Start of Provided text

It looks like this branch is under active development. To avoid overwhelming you with review comments due to an influx of new commits, CodeRabbit has automatically paused this review. You can configure this behavior by changing the reviews.auto_review.auto_pause_after_reviewed_commits setting.

Use the following commands to manage reviews:

@coderabbitai resume to resume automatic reviews.
@coderabbitai review to trigger a single review.

Use the checkboxes below for quick actions:

▶️ Resume reviews
🔍 Trigger review

📝 Walkthrough

Walkthrough

This PR extracts orchestration-level buffer/layout optimizations from ConvertTensorToTileOps into a new OptimizeOrchTensors pass, adds its implementation, docs, Python bindings, tests, and updates pass ordering and registration; ConvertTensorToTileOps is simplified accordingly.

Changes

Cohort / File(s)	Summary
Pass Documentation Ordering `.claude/rules/pass-doc-ordering.md`	Updated pass ordering: added `09-convert_tensor_to_tile_ops.md` and `10-optimize_orch_tensors.md`, renumbered subsequent entries and moved non-default strategy docs to 90/91.
Build System `CMakeLists.txt`	Added `src/ir/transforms/optimize_orch_tensors_pass.cpp` to compiled sources.
English Docs `docs/en/dev/passes/09-convert_tensor_to_tile_ops.md`, `docs/en/dev/passes/10-optimize_orch_tensors.md`	Added ConvertTensorToTileOps doc and new OptimizeOrchTensors doc describing pass APIs, preconditions, sequencing, and three optimization patterns.
Chinese Docs `docs/zh-cn/dev/passes/09-convert_tensor_to_tile_ops.md`, `docs/zh-cn/dev/passes/10-optimize_orch_tensors.md`	Added Chinese equivalents for both pass docs.
Pass Properties `include/pypto/ir/transforms/pass_properties.h`	Added `kOptimizeOrchTensorsProperties` with required/produced `{SplitIncoreOrch, IncoreTileOps}`.
Pass Declarations `include/pypto/ir/transforms/passes.h`	Declared new exported pass `pass::OptimizeOrchTensors()` and its sequencing after ConvertTensorToTileOps.
Python Bindings & Stubs `python/bindings/modules/passes.cpp`, `python/pypto/pypto_core/passes.pyi`	Added `passes.optimize_orch_tensors` factory binding and updated `.pyi` exports (including `optimize_orch_tensors`).
Pass Manager Integration `python/pypto/ir/pass_manager.py`, `tests/ut/ir/transforms/test_pass_manager.py`	Registered `OptimizeOrchTensors` in `tensor_only_passes`, making it part of the default optimization strategy; tests updated to expect it.
ConvertTensorToTileOps Implementation `src/ir/transforms/convert_tensor_to_tile_ops_pass.cpp`	Removed in-pass orchestration analyses (`AnalyzeIterArgMappings`, `AnalyzeAssembleParentShapes`) and related helpers; simplified `TransformIncoreFunction` and variable-use detection; left matmul-slice collection local.

End of Provided text
Start of Information

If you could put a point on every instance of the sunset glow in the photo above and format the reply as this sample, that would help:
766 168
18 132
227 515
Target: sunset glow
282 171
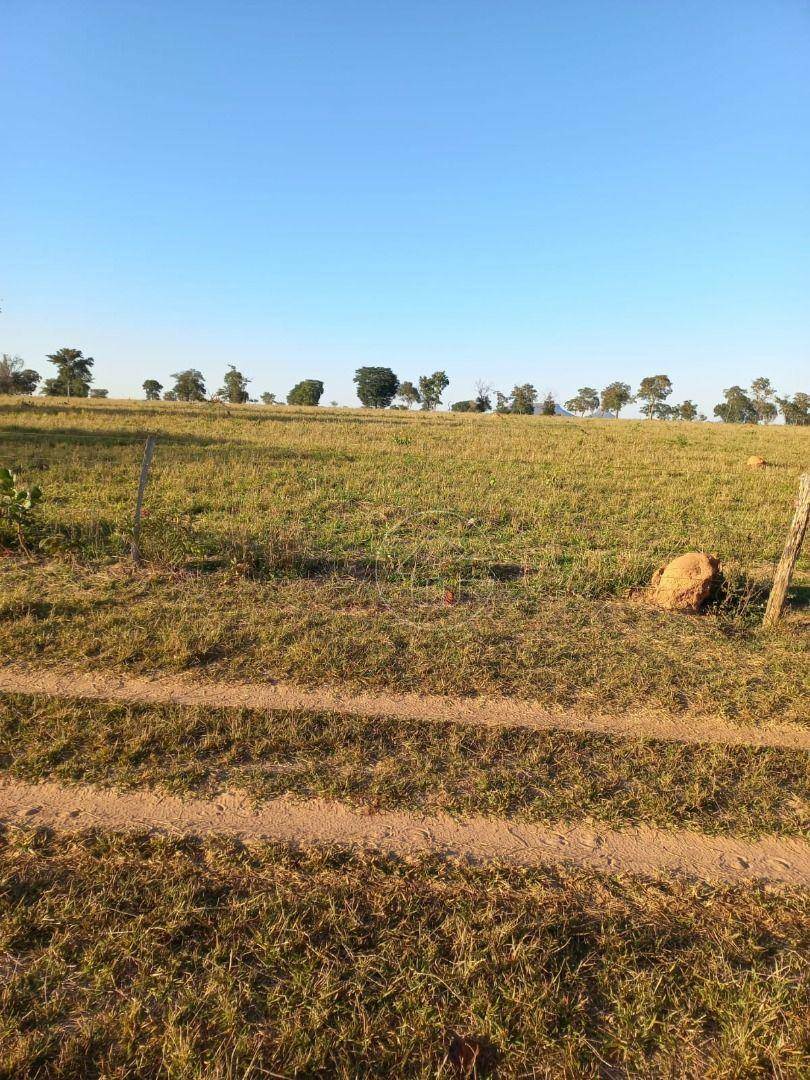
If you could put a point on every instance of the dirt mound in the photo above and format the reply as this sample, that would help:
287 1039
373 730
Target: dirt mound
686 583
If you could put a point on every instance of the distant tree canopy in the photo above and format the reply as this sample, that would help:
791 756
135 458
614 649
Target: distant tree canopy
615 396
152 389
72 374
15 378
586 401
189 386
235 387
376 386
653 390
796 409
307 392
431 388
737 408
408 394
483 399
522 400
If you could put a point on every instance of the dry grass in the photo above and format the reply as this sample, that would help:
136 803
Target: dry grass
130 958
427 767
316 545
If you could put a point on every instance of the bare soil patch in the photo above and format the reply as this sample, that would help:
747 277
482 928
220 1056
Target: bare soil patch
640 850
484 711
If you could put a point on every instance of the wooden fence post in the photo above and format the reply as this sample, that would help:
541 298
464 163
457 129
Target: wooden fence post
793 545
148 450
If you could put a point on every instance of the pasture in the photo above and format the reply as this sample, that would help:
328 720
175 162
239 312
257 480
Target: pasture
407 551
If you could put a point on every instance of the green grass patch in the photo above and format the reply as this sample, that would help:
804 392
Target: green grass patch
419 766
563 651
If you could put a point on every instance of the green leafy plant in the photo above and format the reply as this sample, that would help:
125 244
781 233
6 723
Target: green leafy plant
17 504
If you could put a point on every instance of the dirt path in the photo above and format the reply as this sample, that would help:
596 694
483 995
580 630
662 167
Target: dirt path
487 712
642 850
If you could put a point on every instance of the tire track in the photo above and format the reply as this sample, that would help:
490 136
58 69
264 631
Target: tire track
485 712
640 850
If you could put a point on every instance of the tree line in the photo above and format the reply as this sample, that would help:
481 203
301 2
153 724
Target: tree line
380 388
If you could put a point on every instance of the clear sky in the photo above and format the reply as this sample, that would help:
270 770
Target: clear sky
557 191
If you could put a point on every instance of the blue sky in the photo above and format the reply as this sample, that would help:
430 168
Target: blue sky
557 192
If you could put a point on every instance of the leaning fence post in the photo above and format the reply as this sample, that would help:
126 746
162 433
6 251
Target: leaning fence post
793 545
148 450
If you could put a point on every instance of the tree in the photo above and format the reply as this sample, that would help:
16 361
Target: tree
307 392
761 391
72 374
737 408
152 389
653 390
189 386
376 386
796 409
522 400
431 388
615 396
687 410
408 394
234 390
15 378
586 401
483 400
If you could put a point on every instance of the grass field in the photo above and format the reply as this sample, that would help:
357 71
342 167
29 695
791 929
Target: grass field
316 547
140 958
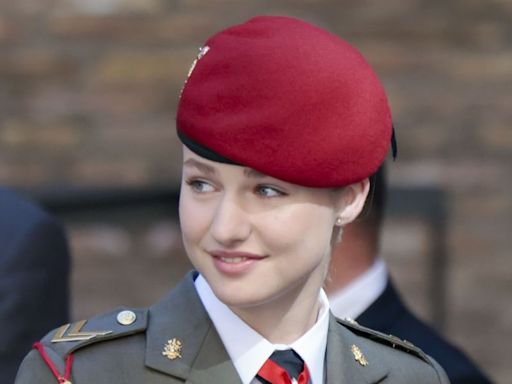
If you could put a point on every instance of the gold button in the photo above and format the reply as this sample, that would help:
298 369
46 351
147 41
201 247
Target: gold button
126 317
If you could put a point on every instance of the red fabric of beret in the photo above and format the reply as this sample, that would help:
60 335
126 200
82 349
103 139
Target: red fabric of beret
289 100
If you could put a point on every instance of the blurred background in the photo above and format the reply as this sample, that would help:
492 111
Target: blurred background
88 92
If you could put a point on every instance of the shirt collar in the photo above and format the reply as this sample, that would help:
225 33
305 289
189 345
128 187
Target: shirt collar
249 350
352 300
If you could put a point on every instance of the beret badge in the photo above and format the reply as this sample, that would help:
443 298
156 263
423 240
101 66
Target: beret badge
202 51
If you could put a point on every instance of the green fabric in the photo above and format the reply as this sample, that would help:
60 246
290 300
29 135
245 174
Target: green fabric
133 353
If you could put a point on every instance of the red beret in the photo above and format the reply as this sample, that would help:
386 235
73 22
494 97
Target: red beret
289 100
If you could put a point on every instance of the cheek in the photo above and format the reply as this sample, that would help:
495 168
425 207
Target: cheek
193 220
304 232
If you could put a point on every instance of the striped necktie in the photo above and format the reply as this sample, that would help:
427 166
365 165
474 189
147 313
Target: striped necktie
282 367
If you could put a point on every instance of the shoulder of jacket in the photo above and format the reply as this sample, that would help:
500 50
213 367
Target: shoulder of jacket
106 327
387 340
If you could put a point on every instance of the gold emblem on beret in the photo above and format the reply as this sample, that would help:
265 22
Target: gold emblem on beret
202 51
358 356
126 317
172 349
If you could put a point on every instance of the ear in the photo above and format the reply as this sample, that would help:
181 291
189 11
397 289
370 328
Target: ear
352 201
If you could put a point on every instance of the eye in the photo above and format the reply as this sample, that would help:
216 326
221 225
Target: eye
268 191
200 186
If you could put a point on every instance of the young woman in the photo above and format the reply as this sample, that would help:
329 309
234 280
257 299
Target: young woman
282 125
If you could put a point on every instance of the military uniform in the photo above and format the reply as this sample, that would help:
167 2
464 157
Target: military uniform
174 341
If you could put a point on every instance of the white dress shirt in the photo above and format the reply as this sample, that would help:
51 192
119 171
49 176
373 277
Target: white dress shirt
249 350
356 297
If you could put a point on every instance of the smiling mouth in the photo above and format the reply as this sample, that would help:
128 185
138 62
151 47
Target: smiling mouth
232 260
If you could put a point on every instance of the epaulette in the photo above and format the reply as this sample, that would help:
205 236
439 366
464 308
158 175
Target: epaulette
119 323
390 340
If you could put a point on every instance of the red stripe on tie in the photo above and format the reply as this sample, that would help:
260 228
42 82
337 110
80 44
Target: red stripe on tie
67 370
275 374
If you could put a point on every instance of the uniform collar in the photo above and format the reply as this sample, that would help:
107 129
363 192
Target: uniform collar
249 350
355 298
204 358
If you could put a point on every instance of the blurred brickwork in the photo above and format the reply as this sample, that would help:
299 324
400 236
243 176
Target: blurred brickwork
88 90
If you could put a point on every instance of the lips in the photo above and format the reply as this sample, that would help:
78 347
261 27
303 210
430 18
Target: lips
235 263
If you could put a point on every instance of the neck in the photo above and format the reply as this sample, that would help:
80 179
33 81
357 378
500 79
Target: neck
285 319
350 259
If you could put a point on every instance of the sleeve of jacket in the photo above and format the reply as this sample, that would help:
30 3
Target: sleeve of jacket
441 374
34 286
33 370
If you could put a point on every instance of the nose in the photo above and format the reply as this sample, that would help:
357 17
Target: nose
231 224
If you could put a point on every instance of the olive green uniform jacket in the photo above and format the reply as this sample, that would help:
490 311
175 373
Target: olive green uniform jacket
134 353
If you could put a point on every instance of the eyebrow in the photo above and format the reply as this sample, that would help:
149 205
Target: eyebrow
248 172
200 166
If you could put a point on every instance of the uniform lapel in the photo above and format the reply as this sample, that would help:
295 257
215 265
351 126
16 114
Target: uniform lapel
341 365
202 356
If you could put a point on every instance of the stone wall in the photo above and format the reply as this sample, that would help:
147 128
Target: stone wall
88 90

End of Information
Start of Information

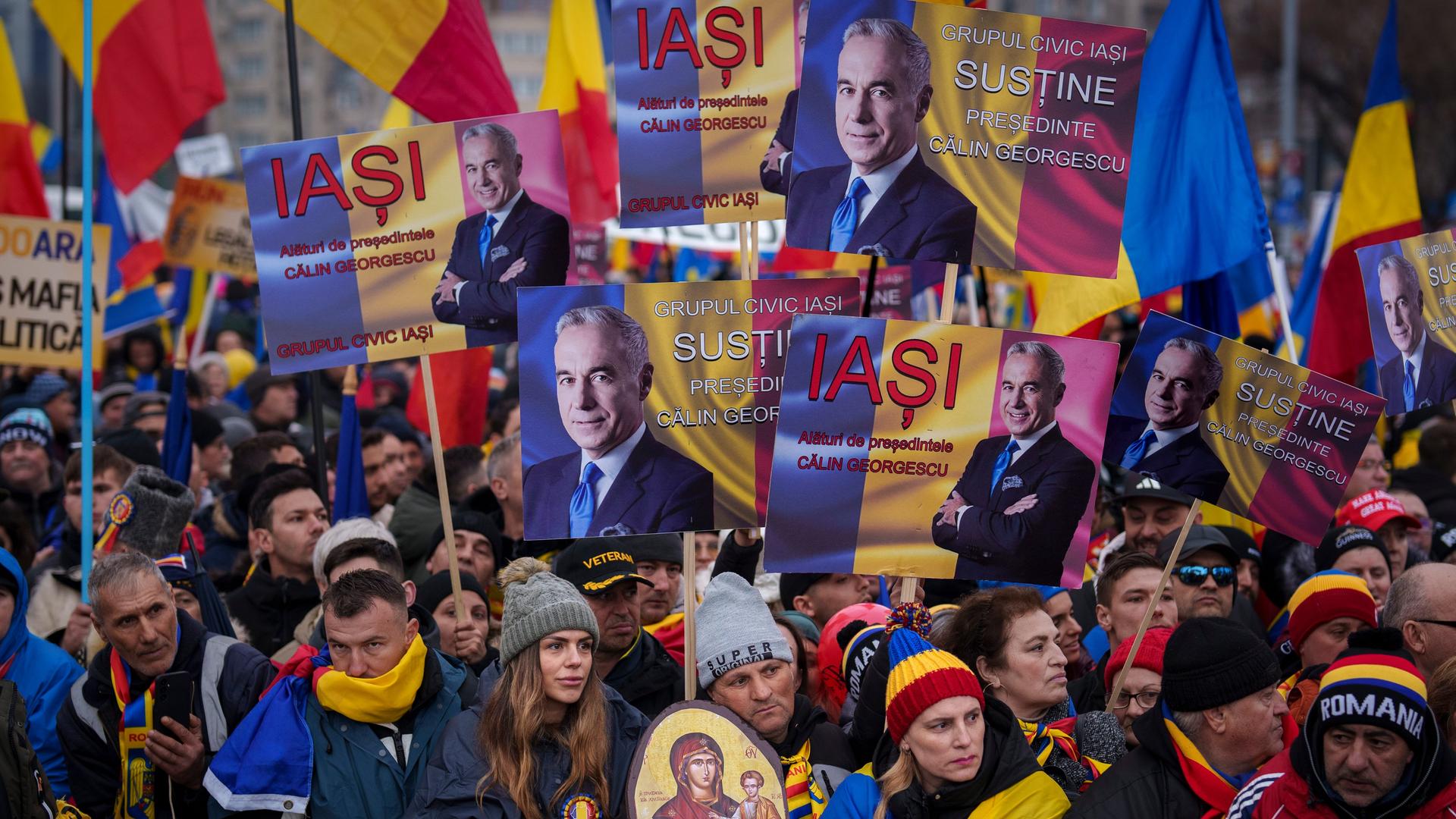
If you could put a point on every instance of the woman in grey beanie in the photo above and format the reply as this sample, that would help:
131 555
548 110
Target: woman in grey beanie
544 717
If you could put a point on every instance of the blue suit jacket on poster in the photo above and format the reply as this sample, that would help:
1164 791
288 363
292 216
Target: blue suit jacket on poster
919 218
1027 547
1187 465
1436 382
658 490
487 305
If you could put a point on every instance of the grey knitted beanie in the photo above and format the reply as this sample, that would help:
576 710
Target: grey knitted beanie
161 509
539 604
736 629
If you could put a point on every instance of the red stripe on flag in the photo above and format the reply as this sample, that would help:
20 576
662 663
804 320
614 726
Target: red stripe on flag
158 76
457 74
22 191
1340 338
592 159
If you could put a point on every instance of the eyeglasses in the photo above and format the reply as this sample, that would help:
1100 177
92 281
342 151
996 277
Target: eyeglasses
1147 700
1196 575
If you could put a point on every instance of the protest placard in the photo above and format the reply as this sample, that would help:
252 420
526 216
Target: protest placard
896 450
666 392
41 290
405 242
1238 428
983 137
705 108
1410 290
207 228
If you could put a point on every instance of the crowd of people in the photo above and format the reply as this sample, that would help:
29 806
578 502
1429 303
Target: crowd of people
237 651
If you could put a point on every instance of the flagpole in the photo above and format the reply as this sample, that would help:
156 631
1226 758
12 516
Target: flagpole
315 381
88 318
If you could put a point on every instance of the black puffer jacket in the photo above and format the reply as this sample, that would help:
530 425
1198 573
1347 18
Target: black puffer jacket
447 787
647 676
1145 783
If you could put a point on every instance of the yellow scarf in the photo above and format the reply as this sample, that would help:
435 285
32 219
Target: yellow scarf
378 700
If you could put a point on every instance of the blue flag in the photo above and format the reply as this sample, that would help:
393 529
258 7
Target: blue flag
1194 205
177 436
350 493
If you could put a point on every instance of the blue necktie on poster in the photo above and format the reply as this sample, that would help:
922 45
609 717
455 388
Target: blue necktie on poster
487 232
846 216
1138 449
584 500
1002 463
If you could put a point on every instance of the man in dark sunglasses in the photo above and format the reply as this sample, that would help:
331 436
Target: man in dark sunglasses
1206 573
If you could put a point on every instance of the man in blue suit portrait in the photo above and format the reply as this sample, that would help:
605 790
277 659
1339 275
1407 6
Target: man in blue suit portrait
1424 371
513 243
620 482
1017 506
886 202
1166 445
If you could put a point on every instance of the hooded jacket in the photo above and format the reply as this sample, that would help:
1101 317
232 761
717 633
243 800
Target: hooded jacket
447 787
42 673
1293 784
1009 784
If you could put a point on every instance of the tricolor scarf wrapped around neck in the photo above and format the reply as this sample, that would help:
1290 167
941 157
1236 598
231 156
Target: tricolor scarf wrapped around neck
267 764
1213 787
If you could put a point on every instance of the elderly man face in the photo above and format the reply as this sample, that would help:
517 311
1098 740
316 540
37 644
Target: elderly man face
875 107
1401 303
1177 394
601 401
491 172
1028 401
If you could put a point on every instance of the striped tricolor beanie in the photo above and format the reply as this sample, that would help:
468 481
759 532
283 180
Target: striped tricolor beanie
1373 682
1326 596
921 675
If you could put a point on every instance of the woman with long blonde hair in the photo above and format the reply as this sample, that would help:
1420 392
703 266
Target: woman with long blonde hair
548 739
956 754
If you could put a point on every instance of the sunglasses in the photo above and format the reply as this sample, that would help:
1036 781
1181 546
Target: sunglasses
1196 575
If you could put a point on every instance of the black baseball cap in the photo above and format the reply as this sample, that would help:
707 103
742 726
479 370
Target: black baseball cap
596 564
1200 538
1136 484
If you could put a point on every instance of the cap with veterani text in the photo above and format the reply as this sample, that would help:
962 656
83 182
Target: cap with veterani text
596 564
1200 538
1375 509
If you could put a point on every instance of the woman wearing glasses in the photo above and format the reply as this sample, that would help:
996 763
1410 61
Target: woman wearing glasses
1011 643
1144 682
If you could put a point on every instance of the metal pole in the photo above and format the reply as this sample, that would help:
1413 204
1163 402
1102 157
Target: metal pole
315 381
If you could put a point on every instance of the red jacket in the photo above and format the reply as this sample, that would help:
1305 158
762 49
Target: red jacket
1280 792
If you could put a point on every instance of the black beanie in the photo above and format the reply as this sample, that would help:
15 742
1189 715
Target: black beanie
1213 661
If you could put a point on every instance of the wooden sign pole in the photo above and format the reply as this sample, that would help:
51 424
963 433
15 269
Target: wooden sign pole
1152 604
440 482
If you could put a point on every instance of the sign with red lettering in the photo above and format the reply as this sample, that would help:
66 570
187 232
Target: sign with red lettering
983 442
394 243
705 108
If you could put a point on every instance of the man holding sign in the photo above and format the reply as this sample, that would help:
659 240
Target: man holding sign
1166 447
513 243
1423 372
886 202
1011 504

End of Information

*Work instruction 1*
Recast the paragraph of the pull request review summary that begins "This PR extracts" as a bulleted list, keeping its main facts.
*Work instruction 2*
Write the next part of the pull request review summary, picking up after its last line.
The entries above come from a separate source.

*Task output 1*
- Moves orchestration-level buffer/layout optimizations out of ConvertTensorToTileOps into a new OptimizeOrchTensors pass
- Adds the new pass's implementation, docs, Python bindings, and tests
- Updates pass ordering and registration
- Simplifies ConvertTensorToTileOps accordingly

*Task output 2*
New Pass Implementation `src/ir/transforms/optimize_orch_tensors_pass.cpp`	Added new program pass implementing three ordered optimizers: IterArgReuseOptimizer, AssembleParentStridesOptimizer, AssembleLoopRewriter (iter-arg merge to InOut, parent-stride propagation via TensorView, assemble-loop → tile.store rewrite).
Tests — ConvertTensorToTileOps `tests/ut/ir/transforms/test_convert_tensor_to_tile_ops.py`	Adjusted/removed tests that previously asserted iter-arg/store-sinking and assemble-parent-stride effects; updated expected IR to reflect simpler ConvertTensorToTileOps outputs.
Tests — New Pass `tests/ut/ir/transforms/test_optimize_orch_tensors.py`	Added comprehensive tests covering iter-arg reuse, assemble parent-stride enrichment, assemble-loop rewrite, loop hoisting, and edge cases.

Sequence Diagram(s)

sequenceDiagram
    participant PM as Program
    participant PassMgr as PassManager
    participant OptPass as OptimizeOrchTensors
    participant ConvPass as ConvertTensorToTileOps
    participant IC as InCoreFunction
    participant Orch as Orchestration

    rect rgba(200,230,255,0.5)
    PM->>PassMgr: request optimization (Default)
    PassMgr->>ConvPass: run ConvertTensorToTileOps
    ConvPass->>IC: convert tensor.* → tile.* (matmul-slice prescan)
    end

    rect rgba(200,255,200,0.5)
    PassMgr->>OptPass: run OptimizeOrchTensors
    OptPass->>Orch: analyze tensor.create / assemble patterns in orchestration
    OptPass->>IC: rewrite InCore signatures (merge Out→InOut, update TensorView strides)
    OptPass->>Orch: update callsites (remove tensor.create, adjust calls)
    OptPass->>IC: rewrite assemble-loops → tile.store
    end

    PM->>PM: resulting optimized IR

Estimated code review effort

🎯 4 (Complex) | ⏱️ ~85 minutes

Possibly related issues

[Code Health] Refactor ConvertTensorToTileOps: eliminate duplication, split oversized file, and unify matmul-slice path #890: Implements splitting ConvertTensorToTileOps responsibilities into a new OptimizeOrchTensors pass as proposed in the issue.
[RFC] Separate buffer optimizations from ConvertTensorToTileOps #962: Directly implements the RFC to move iter-arg/assemble analyses and buffer optimizations into a separate pass.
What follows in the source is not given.